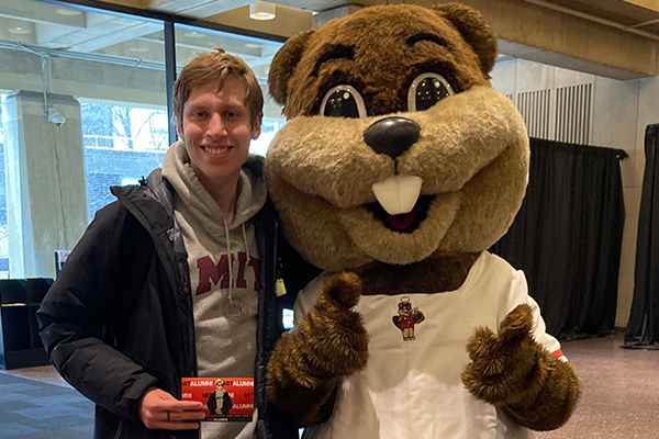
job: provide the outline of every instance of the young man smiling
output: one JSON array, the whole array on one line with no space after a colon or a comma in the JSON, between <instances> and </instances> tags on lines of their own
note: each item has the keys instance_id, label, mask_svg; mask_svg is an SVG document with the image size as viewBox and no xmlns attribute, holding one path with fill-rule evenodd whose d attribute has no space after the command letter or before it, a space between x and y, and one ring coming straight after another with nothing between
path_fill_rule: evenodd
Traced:
<instances>
[{"instance_id":1,"label":"young man smiling","mask_svg":"<svg viewBox=\"0 0 659 439\"><path fill-rule=\"evenodd\" d=\"M263 104L243 60L193 58L175 85L182 140L141 185L112 188L42 302L52 362L97 403L96 438L297 438L265 393L282 327L277 222L248 154ZM186 376L255 378L254 421L200 428Z\"/></svg>"}]
</instances>

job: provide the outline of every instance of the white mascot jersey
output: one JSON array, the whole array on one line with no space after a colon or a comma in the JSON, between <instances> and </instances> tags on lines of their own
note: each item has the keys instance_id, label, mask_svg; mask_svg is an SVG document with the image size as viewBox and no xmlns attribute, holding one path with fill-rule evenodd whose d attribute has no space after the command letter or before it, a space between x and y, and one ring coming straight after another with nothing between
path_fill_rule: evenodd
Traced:
<instances>
[{"instance_id":1,"label":"white mascot jersey","mask_svg":"<svg viewBox=\"0 0 659 439\"><path fill-rule=\"evenodd\" d=\"M300 293L295 320L312 309L328 277L323 273ZM524 273L487 251L458 290L361 296L355 311L369 335L367 368L343 379L332 417L306 429L304 438L535 438L471 396L460 381L474 329L496 330L523 303L534 311L535 339L562 358L559 342L545 333Z\"/></svg>"}]
</instances>

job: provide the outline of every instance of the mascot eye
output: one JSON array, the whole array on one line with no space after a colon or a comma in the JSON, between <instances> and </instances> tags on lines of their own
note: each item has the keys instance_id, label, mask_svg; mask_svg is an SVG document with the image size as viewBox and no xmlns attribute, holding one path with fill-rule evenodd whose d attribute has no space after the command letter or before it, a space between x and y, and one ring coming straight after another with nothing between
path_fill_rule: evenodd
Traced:
<instances>
[{"instance_id":1,"label":"mascot eye","mask_svg":"<svg viewBox=\"0 0 659 439\"><path fill-rule=\"evenodd\" d=\"M444 98L454 95L450 83L437 74L421 74L412 81L407 92L407 110L427 110Z\"/></svg>"},{"instance_id":2,"label":"mascot eye","mask_svg":"<svg viewBox=\"0 0 659 439\"><path fill-rule=\"evenodd\" d=\"M351 86L333 87L323 98L321 115L327 117L366 117L364 99Z\"/></svg>"}]
</instances>

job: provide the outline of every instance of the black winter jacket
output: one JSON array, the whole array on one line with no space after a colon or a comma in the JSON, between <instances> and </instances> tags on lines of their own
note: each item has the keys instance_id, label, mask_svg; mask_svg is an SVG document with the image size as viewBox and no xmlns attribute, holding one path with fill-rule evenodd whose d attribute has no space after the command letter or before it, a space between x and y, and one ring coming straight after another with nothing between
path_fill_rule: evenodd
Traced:
<instances>
[{"instance_id":1,"label":"black winter jacket","mask_svg":"<svg viewBox=\"0 0 659 439\"><path fill-rule=\"evenodd\" d=\"M148 387L180 399L181 378L197 376L190 277L174 190L159 169L142 185L111 190L119 201L98 212L42 302L42 339L59 373L97 403L94 438L198 438L198 430L149 430L137 415ZM255 405L258 437L288 439L298 429L265 392L267 361L283 330L283 301L275 294L276 218L269 201L254 217L261 255Z\"/></svg>"}]
</instances>

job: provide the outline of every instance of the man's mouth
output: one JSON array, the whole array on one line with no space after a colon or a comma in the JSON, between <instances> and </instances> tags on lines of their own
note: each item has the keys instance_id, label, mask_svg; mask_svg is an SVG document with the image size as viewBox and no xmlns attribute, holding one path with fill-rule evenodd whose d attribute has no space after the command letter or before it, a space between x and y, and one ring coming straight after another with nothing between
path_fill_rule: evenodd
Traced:
<instances>
[{"instance_id":1,"label":"man's mouth","mask_svg":"<svg viewBox=\"0 0 659 439\"><path fill-rule=\"evenodd\" d=\"M230 146L223 146L223 147L204 146L203 150L209 153L211 156L221 156L223 154L228 153L231 150L231 147Z\"/></svg>"},{"instance_id":2,"label":"man's mouth","mask_svg":"<svg viewBox=\"0 0 659 439\"><path fill-rule=\"evenodd\" d=\"M372 212L376 219L384 224L390 230L411 234L427 217L428 207L434 199L435 195L420 195L411 212L399 215L390 215L380 203L366 204L366 209Z\"/></svg>"}]
</instances>

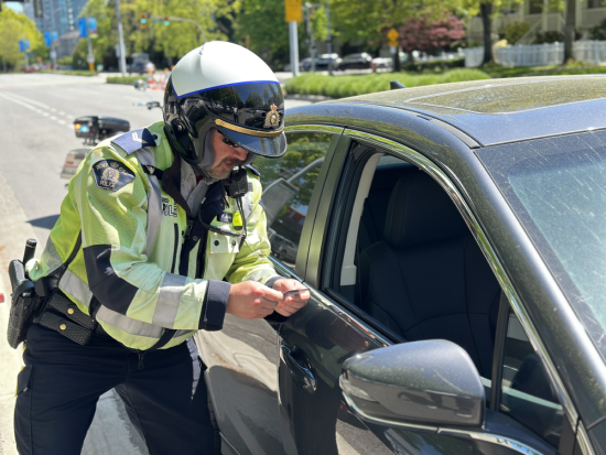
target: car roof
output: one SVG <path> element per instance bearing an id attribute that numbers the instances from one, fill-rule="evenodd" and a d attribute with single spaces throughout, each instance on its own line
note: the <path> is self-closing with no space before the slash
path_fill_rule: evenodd
<path id="1" fill-rule="evenodd" d="M 380 105 L 425 115 L 486 147 L 606 128 L 606 75 L 473 80 L 326 102 Z"/>

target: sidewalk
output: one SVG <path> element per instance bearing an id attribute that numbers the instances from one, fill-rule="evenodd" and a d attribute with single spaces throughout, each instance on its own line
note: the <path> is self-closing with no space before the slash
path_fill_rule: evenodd
<path id="1" fill-rule="evenodd" d="M 4 303 L 0 303 L 0 455 L 18 455 L 12 415 L 17 375 L 23 362 L 20 349 L 12 349 L 6 338 L 11 299 L 8 267 L 11 259 L 23 254 L 25 239 L 34 237 L 34 232 L 2 174 L 0 187 L 0 292 L 4 294 Z"/>

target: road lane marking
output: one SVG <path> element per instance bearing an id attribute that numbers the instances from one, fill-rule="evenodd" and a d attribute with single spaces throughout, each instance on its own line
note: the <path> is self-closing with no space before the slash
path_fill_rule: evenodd
<path id="1" fill-rule="evenodd" d="M 40 102 L 40 101 L 34 100 L 34 99 L 25 98 L 24 96 L 21 96 L 21 95 L 11 94 L 11 96 L 13 96 L 14 98 L 20 99 L 24 102 L 29 102 L 30 105 L 40 106 L 43 109 L 52 109 L 51 106 L 45 105 L 44 102 Z"/>
<path id="2" fill-rule="evenodd" d="M 20 101 L 19 99 L 15 99 L 15 98 L 12 98 L 10 96 L 8 96 L 7 94 L 0 94 L 0 97 L 4 98 L 4 99 L 8 99 L 9 101 L 12 101 L 12 102 L 15 102 L 18 105 L 21 105 L 23 106 L 24 108 L 28 108 L 30 110 L 33 110 L 34 112 L 42 112 L 40 109 L 36 109 L 34 108 L 33 106 L 30 106 L 23 101 Z"/>
<path id="3" fill-rule="evenodd" d="M 22 100 L 20 100 L 14 94 L 7 94 L 7 93 L 0 93 L 0 98 L 4 98 L 9 101 L 12 101 L 17 105 L 20 105 L 20 106 L 23 106 L 24 108 L 26 109 L 30 109 L 32 111 L 34 111 L 35 113 L 40 113 L 41 116 L 44 116 L 44 117 L 48 117 L 51 120 L 55 120 L 56 122 L 58 122 L 59 124 L 63 124 L 65 126 L 65 121 L 64 120 L 59 120 L 58 118 L 56 118 L 55 116 L 51 116 L 48 112 L 44 111 L 44 110 L 41 110 L 32 105 L 30 105 L 29 102 L 24 102 Z M 23 97 L 20 97 L 20 98 L 23 98 Z M 42 102 L 40 102 L 42 104 Z M 69 128 L 71 130 L 73 130 L 73 126 L 72 124 L 67 124 L 67 128 Z"/>

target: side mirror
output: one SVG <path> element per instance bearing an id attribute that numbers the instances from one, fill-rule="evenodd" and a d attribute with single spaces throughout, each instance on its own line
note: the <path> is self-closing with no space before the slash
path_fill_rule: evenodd
<path id="1" fill-rule="evenodd" d="M 351 412 L 388 426 L 475 426 L 485 393 L 463 348 L 434 339 L 376 349 L 343 364 L 340 388 Z"/>
<path id="2" fill-rule="evenodd" d="M 162 109 L 162 106 L 160 105 L 160 101 L 148 101 L 145 102 L 145 106 L 148 107 L 148 109 L 153 109 L 153 108 L 160 108 Z"/>
<path id="3" fill-rule="evenodd" d="M 137 79 L 134 82 L 134 89 L 145 91 L 145 88 L 148 88 L 148 83 L 144 79 Z"/>

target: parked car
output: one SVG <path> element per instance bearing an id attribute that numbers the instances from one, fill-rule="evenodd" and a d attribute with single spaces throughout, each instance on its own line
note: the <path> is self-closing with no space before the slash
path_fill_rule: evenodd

## Required work
Render the part of the records above that opens with the line containing "job: provide the outline of every instance of the man's" and closes with the line containing "303 L 0 303", both of those lines included, as a numbered list. Skip blank lines and leave out the pictures.

## Full solution
1. job: provide the outline of every instance of the man's mouth
2. output: one JSON array, the whole array on one line with no space after a colon or a comma in the JSON, between <instances> and </instances> tags on lines of their own
3. note: each item has the keys instance_id, label, mask_svg; mask_svg is an SVG document with the image size as viewBox and no xmlns attribute, holding one path with fill-rule evenodd whose d attribute has no space after the command letter or before it, a space between x and y, and one ring coming straight after another with nothing between
4. path_fill_rule: evenodd
5. Traced:
6. <instances>
7. [{"instance_id":1,"label":"man's mouth","mask_svg":"<svg viewBox=\"0 0 659 439\"><path fill-rule=\"evenodd\" d=\"M230 146L223 146L223 147L204 146L203 150L209 153L211 156L221 156L223 154L228 153L231 150L231 147Z\"/></svg>"},{"instance_id":2,"label":"man's mouth","mask_svg":"<svg viewBox=\"0 0 659 439\"><path fill-rule=\"evenodd\" d=\"M372 212L376 219L384 224L390 230L411 234L427 217L428 207L434 199L435 195L420 195L411 212L399 215L390 215L380 203L366 204L366 209Z\"/></svg>"}]
8. </instances>
9. target: car roof
10. output: one SVG <path> element per instance bearing an id attribute that numbers the instances from one, fill-rule="evenodd" and a d attribute with single spaces throughout, each instance on its own line
11. note: the <path> is self-closing with no space before the slash
12. path_fill_rule: evenodd
13. <path id="1" fill-rule="evenodd" d="M 380 105 L 425 115 L 486 147 L 606 128 L 606 75 L 473 80 L 326 102 Z"/>
14. target: sidewalk
15. output: one SVG <path> element per instance bearing an id attribute that numbers the instances from one, fill-rule="evenodd" and a d attribute with single spaces throughout, each instance on its own line
16. note: the <path> is self-closing with no space before the slash
17. path_fill_rule: evenodd
18. <path id="1" fill-rule="evenodd" d="M 4 303 L 0 303 L 0 455 L 18 455 L 12 415 L 17 375 L 23 362 L 20 349 L 12 349 L 6 338 L 11 299 L 8 267 L 11 259 L 23 254 L 25 239 L 34 237 L 34 232 L 2 174 L 0 187 L 0 292 L 4 294 Z"/>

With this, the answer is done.